STATED GOAL. Give only the lines from the one containing "Tag each instance of the person in" through the end of the material below, exactly as written.

#### INFORMATION SUPPLIED

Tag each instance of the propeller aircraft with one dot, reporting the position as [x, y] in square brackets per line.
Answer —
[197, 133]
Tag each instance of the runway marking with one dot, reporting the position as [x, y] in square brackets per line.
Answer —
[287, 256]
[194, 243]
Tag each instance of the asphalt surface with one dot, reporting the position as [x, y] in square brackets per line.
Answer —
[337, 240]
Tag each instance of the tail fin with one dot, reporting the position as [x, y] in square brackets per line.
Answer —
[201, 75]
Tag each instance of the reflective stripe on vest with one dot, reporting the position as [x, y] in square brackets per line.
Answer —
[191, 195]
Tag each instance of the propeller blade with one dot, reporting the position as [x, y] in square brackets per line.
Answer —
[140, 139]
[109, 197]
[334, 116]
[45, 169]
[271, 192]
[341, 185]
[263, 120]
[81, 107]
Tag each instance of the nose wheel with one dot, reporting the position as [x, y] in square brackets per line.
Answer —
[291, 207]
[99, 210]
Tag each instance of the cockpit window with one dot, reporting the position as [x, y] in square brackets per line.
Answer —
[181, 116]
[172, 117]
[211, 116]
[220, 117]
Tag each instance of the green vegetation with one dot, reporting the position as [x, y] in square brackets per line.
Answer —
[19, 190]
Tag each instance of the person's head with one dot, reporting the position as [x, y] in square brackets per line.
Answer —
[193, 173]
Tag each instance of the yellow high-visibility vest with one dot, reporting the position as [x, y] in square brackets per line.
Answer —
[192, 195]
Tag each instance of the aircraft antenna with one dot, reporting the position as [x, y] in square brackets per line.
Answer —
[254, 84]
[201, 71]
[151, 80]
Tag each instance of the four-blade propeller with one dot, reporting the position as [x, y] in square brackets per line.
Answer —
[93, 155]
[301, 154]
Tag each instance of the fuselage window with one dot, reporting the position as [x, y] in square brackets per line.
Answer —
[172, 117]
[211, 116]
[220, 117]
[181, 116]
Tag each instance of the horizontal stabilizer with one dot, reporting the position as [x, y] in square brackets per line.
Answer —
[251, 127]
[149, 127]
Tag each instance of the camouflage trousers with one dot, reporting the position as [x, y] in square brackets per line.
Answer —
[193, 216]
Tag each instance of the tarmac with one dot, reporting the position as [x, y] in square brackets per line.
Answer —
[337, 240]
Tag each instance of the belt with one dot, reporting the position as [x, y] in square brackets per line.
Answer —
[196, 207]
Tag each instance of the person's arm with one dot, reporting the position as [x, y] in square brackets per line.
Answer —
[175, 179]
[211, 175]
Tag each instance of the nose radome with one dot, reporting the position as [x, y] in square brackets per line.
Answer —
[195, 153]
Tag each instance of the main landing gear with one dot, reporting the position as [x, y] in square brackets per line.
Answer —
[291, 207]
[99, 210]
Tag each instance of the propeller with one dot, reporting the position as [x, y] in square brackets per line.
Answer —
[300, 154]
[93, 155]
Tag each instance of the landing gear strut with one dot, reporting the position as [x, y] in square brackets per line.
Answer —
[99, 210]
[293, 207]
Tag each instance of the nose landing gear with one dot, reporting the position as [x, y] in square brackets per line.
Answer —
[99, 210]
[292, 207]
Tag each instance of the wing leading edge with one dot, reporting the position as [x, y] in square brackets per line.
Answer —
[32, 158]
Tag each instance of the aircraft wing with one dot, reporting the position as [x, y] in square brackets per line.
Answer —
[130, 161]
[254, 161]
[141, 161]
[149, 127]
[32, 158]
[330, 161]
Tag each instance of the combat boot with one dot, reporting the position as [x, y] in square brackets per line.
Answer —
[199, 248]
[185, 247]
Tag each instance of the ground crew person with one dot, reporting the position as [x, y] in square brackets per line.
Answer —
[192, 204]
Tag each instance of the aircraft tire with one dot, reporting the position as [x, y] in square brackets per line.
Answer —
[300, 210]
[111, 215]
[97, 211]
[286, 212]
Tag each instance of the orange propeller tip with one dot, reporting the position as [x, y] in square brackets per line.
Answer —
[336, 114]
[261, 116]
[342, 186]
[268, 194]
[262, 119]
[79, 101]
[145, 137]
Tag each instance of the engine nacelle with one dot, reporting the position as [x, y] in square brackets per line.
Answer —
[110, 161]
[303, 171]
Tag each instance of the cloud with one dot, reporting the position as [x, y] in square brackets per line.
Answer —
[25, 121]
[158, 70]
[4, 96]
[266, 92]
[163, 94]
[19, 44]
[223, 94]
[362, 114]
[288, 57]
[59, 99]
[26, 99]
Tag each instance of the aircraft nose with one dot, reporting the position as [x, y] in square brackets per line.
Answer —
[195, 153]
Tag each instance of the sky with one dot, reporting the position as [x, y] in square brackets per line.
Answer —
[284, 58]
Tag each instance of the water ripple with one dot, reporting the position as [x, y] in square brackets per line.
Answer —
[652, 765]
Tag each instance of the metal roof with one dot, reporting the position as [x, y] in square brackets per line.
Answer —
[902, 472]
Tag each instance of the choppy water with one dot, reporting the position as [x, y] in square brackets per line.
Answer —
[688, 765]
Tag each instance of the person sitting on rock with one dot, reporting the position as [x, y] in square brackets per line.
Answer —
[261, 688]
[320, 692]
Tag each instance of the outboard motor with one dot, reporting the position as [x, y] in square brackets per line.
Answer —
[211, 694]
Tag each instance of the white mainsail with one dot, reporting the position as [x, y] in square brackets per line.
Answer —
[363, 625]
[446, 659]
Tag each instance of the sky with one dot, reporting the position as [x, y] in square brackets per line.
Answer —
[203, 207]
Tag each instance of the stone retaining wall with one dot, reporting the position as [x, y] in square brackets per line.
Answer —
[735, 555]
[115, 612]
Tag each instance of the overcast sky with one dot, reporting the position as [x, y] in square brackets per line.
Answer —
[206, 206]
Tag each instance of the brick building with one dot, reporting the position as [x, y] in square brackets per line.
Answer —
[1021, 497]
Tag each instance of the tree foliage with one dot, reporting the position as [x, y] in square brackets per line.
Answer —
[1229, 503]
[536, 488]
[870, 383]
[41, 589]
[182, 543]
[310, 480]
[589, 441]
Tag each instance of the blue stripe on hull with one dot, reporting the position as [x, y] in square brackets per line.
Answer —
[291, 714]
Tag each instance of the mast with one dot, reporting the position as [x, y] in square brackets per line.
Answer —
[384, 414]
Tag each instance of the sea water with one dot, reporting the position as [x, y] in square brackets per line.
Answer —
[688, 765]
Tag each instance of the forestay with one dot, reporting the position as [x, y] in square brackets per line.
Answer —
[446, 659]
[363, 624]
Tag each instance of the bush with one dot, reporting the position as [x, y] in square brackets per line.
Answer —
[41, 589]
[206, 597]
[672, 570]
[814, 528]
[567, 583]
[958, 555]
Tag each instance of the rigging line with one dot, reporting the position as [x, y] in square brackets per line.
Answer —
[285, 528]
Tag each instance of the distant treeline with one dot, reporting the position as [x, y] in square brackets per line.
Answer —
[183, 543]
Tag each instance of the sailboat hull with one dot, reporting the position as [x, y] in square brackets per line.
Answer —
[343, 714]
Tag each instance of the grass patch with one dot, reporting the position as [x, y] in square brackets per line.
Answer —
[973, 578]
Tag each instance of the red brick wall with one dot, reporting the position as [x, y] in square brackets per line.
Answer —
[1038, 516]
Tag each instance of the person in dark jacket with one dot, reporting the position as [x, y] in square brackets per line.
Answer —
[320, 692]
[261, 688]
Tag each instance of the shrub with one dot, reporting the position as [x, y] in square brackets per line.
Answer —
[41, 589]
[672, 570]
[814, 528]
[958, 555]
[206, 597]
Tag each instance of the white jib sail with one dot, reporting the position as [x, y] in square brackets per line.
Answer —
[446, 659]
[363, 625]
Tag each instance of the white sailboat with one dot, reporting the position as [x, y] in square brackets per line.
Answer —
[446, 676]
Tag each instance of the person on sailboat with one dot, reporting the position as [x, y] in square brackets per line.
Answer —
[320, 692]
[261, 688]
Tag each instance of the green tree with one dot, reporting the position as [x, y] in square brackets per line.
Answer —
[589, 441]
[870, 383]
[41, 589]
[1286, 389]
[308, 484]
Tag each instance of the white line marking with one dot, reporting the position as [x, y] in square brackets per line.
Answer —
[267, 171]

########

SOLVED PROBLEM.
Tag each instance of the person in dark jacket with one dot, reporting the position as [x, y] in square brackets per line.
Answer —
[320, 692]
[261, 688]
Tag each instance of the shrub with one dot, reporting the position as [x, y] in square brackets per line.
Answer —
[41, 589]
[672, 570]
[814, 528]
[958, 555]
[206, 597]
Tag each instance of the white jib sail with one dot, reporting the position as [x, y] in square brackets per line.
Answer —
[446, 659]
[363, 625]
Tag each instance of the white sailboat with one dot, reporting the position as [x, y] in square brackets per line.
Answer —
[446, 676]
Tag each instance of the person on sailboat with one dot, reporting the position as [x, y] in square brackets per line.
Answer —
[320, 692]
[261, 688]
Tag each instance of the green tree with one dot, reporting the position as [x, y] in square brackets per line.
Answer —
[589, 441]
[870, 383]
[41, 589]
[1286, 389]
[308, 484]
Tag each instance of the white line marking with one dot, reporting the position as [x, y] in square brackets per line.
Answer —
[267, 171]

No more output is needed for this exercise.